→ **LISTED RECORDS**
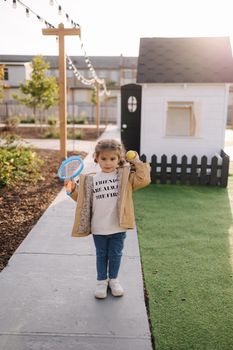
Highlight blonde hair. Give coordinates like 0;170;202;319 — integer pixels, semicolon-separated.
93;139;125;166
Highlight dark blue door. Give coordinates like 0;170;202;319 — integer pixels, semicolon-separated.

--

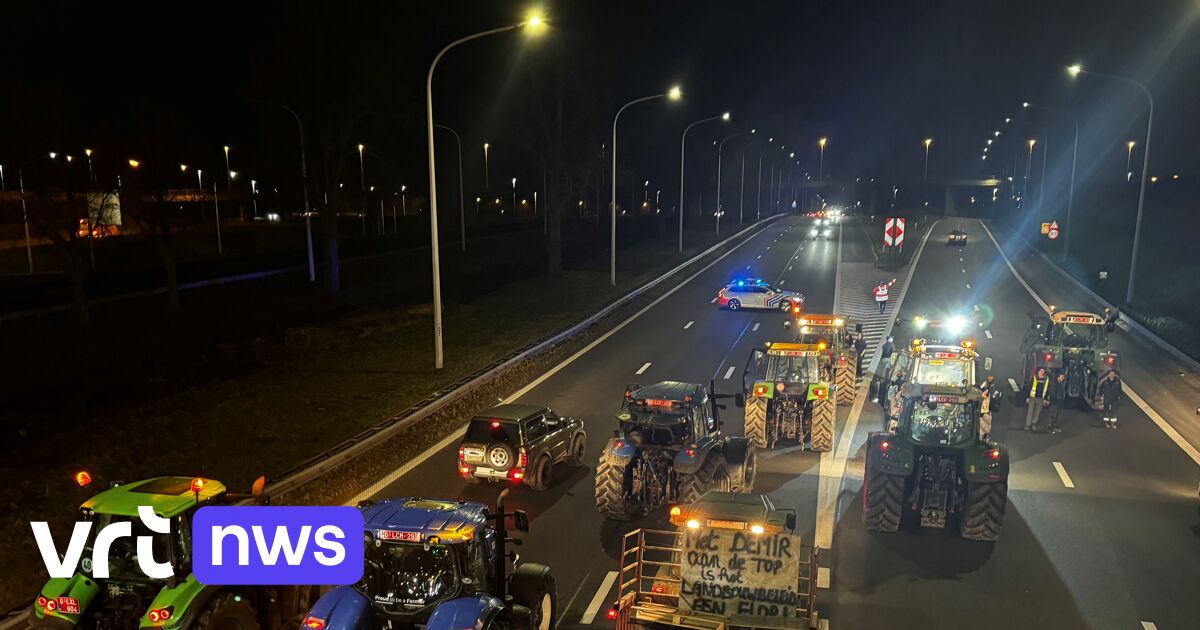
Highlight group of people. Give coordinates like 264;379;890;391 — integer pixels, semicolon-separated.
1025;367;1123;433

→ **TASK DIRECTIONS**
Output the stretch of records from the line containing "Highlight blonde hair." through the line containing "93;139;125;166", both included, as a numbered list without blank lines.

→ **REPLY TO THE EXERCISE**
1. Highlight blonde hair. Give coordinates like 0;170;202;319 — integer pixels, semicolon-separated.
2. 93;139;125;166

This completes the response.